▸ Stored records
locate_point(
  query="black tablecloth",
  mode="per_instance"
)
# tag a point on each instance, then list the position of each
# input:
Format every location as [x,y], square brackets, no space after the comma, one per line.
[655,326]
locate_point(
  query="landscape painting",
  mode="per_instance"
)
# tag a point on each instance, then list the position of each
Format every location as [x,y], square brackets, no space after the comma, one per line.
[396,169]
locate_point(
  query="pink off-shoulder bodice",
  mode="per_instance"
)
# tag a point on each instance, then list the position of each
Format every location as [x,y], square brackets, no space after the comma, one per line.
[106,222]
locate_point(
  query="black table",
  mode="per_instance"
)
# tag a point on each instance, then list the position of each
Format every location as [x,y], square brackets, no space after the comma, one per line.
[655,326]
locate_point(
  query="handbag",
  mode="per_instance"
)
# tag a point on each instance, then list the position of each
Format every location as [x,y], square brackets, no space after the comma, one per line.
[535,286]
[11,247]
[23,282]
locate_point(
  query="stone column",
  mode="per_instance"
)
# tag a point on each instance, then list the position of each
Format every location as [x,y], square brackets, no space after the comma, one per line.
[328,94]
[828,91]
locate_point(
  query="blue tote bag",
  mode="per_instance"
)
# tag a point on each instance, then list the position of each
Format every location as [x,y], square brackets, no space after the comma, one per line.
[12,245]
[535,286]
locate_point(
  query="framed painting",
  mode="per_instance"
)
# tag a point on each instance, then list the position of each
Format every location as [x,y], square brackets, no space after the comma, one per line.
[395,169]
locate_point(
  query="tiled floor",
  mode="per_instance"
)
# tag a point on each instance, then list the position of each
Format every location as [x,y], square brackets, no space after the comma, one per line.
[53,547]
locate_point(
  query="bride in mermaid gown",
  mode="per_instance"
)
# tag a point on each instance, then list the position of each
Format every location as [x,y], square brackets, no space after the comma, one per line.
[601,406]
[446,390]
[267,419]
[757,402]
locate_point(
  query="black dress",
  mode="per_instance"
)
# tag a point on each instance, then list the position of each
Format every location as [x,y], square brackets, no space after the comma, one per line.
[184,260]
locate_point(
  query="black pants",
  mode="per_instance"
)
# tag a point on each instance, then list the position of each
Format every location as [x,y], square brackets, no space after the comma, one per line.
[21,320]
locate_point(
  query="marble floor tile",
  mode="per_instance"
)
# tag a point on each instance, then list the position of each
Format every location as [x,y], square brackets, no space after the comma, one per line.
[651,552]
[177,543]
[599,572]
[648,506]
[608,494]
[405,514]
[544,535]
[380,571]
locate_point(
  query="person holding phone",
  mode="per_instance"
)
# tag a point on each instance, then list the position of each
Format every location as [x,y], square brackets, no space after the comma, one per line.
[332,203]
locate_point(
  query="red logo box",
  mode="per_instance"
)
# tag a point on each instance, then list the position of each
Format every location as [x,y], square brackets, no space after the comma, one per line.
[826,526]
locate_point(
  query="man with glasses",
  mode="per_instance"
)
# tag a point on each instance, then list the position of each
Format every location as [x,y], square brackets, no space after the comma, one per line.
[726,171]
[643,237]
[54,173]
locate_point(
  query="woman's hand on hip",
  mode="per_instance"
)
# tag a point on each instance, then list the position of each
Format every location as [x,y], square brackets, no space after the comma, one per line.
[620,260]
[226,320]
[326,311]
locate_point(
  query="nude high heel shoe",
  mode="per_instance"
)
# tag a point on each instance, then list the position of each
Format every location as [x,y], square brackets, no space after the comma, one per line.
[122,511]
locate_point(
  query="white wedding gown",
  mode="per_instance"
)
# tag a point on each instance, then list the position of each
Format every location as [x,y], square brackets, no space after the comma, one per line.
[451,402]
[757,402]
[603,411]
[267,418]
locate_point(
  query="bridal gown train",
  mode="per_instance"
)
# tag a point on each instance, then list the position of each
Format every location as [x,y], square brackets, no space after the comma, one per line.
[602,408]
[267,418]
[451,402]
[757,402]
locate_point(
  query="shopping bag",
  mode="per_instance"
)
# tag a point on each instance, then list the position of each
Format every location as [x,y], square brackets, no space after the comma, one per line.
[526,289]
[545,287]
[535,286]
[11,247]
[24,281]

▸ AIM OF THE TASK
Check each line of the entries, and copy the ones that contain "black".

▸ ANSWER TO THE EXERCISE
  query="black tablecloth",
  query="black table",
  query="black dress",
  query="black pants",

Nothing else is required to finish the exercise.